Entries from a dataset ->

= = = = =

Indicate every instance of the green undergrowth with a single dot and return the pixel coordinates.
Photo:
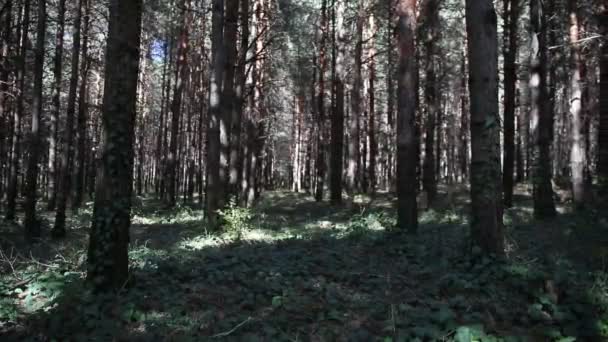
(294, 270)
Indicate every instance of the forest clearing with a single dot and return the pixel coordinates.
(304, 170)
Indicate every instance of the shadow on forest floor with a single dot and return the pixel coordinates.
(306, 271)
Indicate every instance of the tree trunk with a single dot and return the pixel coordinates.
(214, 186)
(53, 135)
(337, 122)
(320, 97)
(406, 117)
(229, 92)
(486, 201)
(511, 19)
(65, 166)
(237, 110)
(603, 104)
(11, 197)
(108, 261)
(429, 181)
(81, 124)
(355, 112)
(540, 116)
(578, 160)
(181, 71)
(31, 224)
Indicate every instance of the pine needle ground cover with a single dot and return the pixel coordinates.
(301, 271)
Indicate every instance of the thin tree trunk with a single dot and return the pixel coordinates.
(181, 71)
(337, 122)
(66, 163)
(53, 135)
(486, 201)
(31, 223)
(108, 260)
(540, 116)
(578, 158)
(511, 19)
(81, 124)
(11, 197)
(406, 131)
(214, 186)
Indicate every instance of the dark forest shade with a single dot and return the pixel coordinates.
(108, 261)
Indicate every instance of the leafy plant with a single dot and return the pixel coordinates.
(236, 220)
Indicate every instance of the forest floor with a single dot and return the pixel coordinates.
(295, 270)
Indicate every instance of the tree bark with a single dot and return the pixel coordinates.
(214, 186)
(65, 165)
(511, 20)
(406, 117)
(58, 79)
(486, 201)
(11, 197)
(578, 160)
(81, 123)
(540, 116)
(31, 223)
(337, 122)
(108, 261)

= = = = =

Problem description -> Present the records above as a numbered list, starting with the line that contains "Indicate every instance of the forest floor" and continuing through the end of the records, with any blank lines left out.

Written response ->
1. Indicate every instance of the forest floor with a single dot and return the pixel coordinates.
2. (295, 270)
3. Indicate every instance of the tree bark with a single dot and return the pixel coordinates.
4. (214, 186)
5. (65, 165)
6. (511, 20)
7. (406, 117)
8. (58, 79)
9. (486, 201)
10. (11, 197)
11. (578, 160)
12. (81, 123)
13. (540, 116)
14. (31, 223)
15. (337, 122)
16. (108, 261)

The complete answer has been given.